*PETIKAN TEKS*
○ ○ ○
Bagi kalangan mahasiswa, terutama yang digeluti sebagai anak kiri, nama Alimin tentu menjadi bahan kajian romantis dari salah satu tokoh PKI yang juga terkemuka, seperti sederetan nama Tan Malaka, Samaun, Musso, hingga Aidit. Alimin dengan pemikiran-pemikirannya yang jenis terus berjuang untuk membebaskan bangsa Indonesia dari belenggu penjajahan dan dapat benar-benar meraih bangsanya bisa berdaulat. Akan tetapi, setelah kematiannya justru mendapatkan stigma negatif dari bangsanya sendiri, terutama pada masa era Orde Baru, ia dianggap sebagai pemberontak dan pengkhianat bangsa sebagai tokoh Partai Komunis Indonesia (PKI).
Tidak ada yang tahu pasti tanggal kelahiran Alimin karena ia termasuk dari keluarga miskin. Menurut buku yang ditulis oleh Johan Prasetya dengan judul “Pahlawan-Pahlawan Bangsa yang Terlupakan”, Alimin lahir pada tahun 1889 di Surakarta yang memiliki nama lengkap Alimin Prawirodirdjo. Sejak usia sembilan bulan, Alimin dipungut oleh Dr. Hazeu dan diberikan kesempatan untuk bersekolah di Europeeshe Lagere School (ELS) di Batavia dengan harapan dapat menjadi pegawai pemerintahan. Namun sayang, politik dan jurnalistik menjadi pilihan dan lebih menarik baginya.
Hal itu ditandai dengan semangat dan perjuangan Alimin, sejak remaja ia sudah aktif dan terlibat dalam beberapa organisasi pergerakan nasional. Sejarah mencatat bahwa ia pernah menjadi anggota organisasi Budi Utomo, Sarekat Islam, dan Insulinde, hingga akhirnya ia menjadi tokoh dan pemimpin organisasi Partai Komunis Indonesia (PKI). Bahkan ia juga menjadi pendiri Sarekat Buruh Pelabuhan (dulu bernama Sarekat Pegawai Pelabuhan dan Lautan).
Alimin menjadi tokoh yang berpengaruh di Sarekat Islam (SI) yang dirintis oleh Haji Samanhudi di Surakarta pada tahun 1905 dengan nama Sarekat Dagang Islam (SDI). Masa itu, Organisasi Demokrat Hindia Belanda atau Indische Sociaal Democratische Vereeniging (ISDV), banyak melirik SI dan menjadi incaran agar dapat meraih banyak massa dan menyebarkan paham marxisme dalam politik Indonesia. Pada 20 Mei 1920, ISDV berubah menjadi PKI (Partai Komunis Indonesia/Partij der Kommunisten in Indie).
Organisasi SI yang tak mampu menyeimbangi stabilitas politik dan perbedaan paham, akhirnya terpecah menjadi dua, yaitu “SI Putih” yang dipimpin oleh H.O.S Tjokroaminoto berhaluan kanan berpusat di kota Yogyakarta dan “SI Merah” dipimpin oleh Samaun berhaluan kiri berpusat di kota Semarang. Posisi Alimin waktu itu memilih bergabung bersama Samaun di SI Merah yang berasas sosialis komunis.
○ ○ ○
*BLOK DATA*
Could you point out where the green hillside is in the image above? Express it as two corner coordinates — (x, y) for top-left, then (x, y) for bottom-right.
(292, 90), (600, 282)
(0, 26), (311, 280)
○ ○ ○
*DAFTAR TUGAS*
1. Tampilkan persis bagian teks tentang Alimin di antara "Alimin menjadi tokoh" dan "Kommunisten in Indie).", kedua ujungnya ikut disertakan.
2. Teruskan teks tentang Alimin dengan menulis bagian berikutnya setelah kalimat terakhir yang ada.

*JAWABAN LATIHAN*
1.
Alimin menjadi tokoh yang berpengaruh di Sarekat Islam (SI) yang dirintis oleh Haji Samanhudi di Surakarta pada tahun 1905 dengan nama Sarekat Dagang Islam (SDI). Masa itu, Organisasi Demokrat Hindia Belanda atau Indische Sociaal Democratische Vereeniging (ISDV), banyak melirik SI dan menjadi incaran agar dapat meraih banyak massa dan menyebarkan paham marxisme dalam politik Indonesia. Pada 20 Mei 1920, ISDV berubah menjadi PKI (Partai Komunis Indonesia/Partij der Kommunisten in Indie).

2.
Perjuangan dan karier Alimin pun makin bergelimang, ia bersama Musso memperkuat PKI (dari PKI cabang Jakarta) dalam kelompok Perambanan, Solo. Pada awal 1926, Alimin selaku pemimpin PKI berangkat ke Singapura untuk bertemu dengan Tan Malaka dalam agenda rencana pemberontakan. Sebelum Alimin pulang ke Indonesia, pada 12 November 1926 terjadi pemberontakan di Jakarta kemudian disusul aksi kekerasan di Jawa Barat, Jawa Tengah, dan Jawa Timur. Selain itu, juga terjadi pemberontakan di Sumatera Barat pada 1 Januari 1927. Akan tetapi, pemberontakan itu berhasil dicekal oleh pemerintahan kolonial di Batavia dan PKI pun dinyatakan sebagai organisasi terlarang. Banyak tokoh PKI yang dibuang, dipenjara dan dihukum gantung, sementara Alimin dan Musso ditangkap oleh polisi Inggris.
Selepas keluar dari penjara, Alimin pergi ke Moskow, Uni Soviet dengan tujuan bergabung dengan Komintern (organisasi komunis internasional) pada 1926 pacsa pemberontakan. Alimin bertemu dengan Ho Chi Minh, pemimpin partai komunis Vietnam untuk melawan Amerika Serikat. Bahkan saat Jepang melakukan agresi militer ke China, Alimin pun ikut bergabung bersama tentara merah di daerah basis perlawanan di Yenan.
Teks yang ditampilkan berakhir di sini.